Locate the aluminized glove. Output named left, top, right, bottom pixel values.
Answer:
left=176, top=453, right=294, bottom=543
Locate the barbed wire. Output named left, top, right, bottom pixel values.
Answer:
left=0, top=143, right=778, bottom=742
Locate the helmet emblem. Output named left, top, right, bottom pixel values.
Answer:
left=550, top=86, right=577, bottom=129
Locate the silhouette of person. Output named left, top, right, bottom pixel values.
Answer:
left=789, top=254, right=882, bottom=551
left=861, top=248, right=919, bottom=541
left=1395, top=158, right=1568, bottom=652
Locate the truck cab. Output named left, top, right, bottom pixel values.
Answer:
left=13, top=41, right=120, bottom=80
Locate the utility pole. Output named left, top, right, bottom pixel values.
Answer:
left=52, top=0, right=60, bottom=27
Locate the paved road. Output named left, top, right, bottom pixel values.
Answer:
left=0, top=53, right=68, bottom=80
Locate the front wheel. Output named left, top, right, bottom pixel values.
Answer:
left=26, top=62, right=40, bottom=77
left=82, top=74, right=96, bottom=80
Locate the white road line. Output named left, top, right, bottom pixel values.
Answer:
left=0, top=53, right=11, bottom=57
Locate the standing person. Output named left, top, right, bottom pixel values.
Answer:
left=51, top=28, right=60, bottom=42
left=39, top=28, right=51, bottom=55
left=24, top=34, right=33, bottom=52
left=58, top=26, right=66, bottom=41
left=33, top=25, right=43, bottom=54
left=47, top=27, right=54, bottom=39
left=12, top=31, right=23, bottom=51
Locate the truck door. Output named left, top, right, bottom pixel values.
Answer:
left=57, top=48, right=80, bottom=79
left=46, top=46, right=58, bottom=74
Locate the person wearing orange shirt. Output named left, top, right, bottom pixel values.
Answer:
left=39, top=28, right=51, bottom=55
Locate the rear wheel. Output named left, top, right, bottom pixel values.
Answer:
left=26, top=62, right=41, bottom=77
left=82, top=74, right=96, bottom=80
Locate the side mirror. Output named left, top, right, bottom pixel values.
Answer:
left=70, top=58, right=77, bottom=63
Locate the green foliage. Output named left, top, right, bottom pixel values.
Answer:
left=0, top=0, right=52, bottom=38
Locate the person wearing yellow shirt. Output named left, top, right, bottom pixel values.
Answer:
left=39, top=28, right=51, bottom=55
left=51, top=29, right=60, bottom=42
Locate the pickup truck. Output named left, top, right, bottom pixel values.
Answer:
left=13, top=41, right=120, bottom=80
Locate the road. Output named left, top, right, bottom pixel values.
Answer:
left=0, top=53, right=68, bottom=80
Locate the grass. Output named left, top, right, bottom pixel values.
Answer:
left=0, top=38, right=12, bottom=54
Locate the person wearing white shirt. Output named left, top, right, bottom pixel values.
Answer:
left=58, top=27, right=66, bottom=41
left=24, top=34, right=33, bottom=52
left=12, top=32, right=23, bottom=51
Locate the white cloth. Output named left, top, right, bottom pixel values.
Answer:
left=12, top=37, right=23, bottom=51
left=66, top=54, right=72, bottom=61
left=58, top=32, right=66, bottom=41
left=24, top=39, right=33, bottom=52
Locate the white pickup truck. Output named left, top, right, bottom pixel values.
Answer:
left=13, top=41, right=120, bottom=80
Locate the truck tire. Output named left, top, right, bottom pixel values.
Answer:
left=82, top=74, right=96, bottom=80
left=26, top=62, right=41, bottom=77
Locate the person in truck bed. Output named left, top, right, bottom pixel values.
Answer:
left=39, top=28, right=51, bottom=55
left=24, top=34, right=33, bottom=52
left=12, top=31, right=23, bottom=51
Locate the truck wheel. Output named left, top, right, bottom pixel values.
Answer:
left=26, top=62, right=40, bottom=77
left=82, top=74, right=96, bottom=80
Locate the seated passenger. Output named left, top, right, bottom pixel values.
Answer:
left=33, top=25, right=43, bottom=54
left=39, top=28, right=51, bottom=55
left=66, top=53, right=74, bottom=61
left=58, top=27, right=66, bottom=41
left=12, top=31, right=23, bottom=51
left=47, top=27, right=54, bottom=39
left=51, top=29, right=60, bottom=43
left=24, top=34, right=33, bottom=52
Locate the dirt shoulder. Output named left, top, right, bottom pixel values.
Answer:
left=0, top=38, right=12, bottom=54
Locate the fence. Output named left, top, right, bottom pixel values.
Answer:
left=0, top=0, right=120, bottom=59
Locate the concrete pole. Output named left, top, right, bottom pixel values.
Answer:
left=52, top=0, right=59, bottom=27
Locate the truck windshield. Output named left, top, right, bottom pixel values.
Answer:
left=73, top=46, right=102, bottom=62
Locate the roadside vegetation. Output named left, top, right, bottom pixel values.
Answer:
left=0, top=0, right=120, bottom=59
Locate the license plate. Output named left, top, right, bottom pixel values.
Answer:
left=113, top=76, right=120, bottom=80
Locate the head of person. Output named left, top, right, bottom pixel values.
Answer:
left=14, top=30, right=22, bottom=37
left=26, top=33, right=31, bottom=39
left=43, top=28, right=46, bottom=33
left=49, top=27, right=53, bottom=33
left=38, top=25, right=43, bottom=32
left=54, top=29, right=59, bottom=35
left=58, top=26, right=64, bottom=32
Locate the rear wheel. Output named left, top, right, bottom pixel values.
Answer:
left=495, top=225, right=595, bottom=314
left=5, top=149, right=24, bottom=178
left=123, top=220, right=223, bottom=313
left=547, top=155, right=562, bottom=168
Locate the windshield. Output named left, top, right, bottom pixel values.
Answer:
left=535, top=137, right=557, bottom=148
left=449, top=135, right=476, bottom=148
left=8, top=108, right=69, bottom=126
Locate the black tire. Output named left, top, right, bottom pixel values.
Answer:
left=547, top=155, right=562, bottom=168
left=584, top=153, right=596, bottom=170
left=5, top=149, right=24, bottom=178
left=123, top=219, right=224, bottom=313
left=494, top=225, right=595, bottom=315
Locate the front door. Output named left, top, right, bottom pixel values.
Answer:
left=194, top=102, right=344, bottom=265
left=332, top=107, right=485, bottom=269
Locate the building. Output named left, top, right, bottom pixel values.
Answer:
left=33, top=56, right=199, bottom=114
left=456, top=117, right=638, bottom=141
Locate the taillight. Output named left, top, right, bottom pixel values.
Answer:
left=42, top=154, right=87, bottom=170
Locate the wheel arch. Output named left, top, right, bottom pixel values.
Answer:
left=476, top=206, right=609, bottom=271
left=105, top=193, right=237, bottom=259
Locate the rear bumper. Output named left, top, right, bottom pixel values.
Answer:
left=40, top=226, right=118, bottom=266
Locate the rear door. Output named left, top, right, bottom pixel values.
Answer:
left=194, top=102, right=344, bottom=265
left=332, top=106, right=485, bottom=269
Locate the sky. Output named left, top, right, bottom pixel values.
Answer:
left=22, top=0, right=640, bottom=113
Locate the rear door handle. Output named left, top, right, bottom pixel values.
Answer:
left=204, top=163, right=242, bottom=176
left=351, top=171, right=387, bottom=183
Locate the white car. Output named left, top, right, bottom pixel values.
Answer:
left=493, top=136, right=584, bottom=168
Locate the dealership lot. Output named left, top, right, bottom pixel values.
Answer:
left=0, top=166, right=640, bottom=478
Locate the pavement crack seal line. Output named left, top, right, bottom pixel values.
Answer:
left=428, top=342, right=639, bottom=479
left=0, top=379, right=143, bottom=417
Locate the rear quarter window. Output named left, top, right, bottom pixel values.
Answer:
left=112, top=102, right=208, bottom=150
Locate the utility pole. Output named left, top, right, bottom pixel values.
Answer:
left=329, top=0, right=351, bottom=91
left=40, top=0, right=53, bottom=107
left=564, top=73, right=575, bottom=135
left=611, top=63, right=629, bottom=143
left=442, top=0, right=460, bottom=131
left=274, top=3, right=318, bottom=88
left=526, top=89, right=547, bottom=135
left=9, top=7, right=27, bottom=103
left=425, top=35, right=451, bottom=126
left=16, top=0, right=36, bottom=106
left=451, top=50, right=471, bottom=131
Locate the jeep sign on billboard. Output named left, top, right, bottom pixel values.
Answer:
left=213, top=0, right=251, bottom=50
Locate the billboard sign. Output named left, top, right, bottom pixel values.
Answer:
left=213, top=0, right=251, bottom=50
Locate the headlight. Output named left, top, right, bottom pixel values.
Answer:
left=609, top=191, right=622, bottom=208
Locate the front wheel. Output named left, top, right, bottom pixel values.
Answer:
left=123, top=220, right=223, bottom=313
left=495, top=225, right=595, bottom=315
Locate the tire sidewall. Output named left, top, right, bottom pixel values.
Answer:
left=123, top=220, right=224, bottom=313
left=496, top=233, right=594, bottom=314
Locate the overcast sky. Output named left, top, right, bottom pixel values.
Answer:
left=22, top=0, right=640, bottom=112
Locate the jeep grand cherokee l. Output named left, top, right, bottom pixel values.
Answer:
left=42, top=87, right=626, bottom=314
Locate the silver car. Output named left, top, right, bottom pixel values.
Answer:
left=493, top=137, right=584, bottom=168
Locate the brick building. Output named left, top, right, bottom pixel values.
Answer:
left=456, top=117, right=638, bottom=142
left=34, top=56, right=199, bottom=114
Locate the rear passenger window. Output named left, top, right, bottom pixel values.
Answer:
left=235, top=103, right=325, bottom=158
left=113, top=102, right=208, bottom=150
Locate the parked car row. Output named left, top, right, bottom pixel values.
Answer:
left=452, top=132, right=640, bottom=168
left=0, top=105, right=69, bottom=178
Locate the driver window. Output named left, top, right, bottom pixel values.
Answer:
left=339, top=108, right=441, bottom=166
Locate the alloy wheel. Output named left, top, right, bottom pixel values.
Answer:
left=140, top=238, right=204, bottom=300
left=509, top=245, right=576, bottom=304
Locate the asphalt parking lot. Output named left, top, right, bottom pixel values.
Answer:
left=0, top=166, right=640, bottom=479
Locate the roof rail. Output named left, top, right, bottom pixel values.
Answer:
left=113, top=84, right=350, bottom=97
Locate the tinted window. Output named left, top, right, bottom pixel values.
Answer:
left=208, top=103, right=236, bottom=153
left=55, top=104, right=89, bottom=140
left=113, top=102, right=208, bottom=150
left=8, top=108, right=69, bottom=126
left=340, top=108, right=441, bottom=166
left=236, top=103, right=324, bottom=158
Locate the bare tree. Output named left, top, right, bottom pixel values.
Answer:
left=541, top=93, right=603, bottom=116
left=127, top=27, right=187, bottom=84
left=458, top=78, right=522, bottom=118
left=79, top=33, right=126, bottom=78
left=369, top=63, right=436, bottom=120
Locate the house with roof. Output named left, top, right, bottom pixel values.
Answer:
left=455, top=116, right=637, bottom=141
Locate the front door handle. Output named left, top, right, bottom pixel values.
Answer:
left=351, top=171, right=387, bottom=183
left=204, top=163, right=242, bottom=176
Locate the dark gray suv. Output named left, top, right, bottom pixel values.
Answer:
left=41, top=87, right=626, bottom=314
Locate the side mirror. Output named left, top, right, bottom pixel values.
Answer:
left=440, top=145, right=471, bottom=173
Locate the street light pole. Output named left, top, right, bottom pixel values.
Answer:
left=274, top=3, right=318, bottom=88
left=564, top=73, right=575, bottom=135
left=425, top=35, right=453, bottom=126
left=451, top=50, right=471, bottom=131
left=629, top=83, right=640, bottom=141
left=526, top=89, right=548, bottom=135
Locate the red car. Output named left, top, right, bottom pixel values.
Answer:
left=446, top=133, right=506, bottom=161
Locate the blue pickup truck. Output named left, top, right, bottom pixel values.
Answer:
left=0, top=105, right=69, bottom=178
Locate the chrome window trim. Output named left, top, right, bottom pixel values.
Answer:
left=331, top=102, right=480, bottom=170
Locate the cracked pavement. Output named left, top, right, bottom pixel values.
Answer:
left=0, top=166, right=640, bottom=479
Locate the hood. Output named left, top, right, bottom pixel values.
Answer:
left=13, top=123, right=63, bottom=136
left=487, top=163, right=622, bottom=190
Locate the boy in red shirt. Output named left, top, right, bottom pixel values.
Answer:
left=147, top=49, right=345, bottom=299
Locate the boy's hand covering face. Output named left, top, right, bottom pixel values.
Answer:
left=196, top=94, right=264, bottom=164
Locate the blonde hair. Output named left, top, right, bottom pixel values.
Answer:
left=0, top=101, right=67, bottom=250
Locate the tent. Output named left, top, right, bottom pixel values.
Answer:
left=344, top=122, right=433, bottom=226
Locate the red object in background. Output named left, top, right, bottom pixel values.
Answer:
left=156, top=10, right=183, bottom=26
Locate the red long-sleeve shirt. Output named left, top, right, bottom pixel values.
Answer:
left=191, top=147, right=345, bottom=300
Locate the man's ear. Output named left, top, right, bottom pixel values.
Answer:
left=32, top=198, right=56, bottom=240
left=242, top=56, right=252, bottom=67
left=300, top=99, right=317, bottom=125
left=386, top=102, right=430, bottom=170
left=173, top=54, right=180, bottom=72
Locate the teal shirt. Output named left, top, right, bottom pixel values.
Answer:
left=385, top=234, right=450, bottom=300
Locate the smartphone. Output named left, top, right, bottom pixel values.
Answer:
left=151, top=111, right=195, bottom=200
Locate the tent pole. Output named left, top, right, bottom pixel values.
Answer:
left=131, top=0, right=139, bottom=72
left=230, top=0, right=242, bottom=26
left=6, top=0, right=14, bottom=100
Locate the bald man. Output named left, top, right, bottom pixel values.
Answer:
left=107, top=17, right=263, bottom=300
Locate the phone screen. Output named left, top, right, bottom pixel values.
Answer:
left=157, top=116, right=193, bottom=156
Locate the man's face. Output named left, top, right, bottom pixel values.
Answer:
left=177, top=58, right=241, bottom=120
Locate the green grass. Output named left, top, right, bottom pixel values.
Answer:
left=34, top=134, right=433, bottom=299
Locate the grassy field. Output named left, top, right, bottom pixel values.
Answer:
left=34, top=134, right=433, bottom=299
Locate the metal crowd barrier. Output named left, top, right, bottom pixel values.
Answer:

+++

#### Exercise goal
Reproduce verbatim the lines from the one containing "Locate the white road" through the one containing "left=0, top=53, right=11, bottom=57", with both included.

#### Answer to this task
Locate the white road line. Output named left, top, right, bottom pixel values.
Answer:
left=0, top=53, right=11, bottom=57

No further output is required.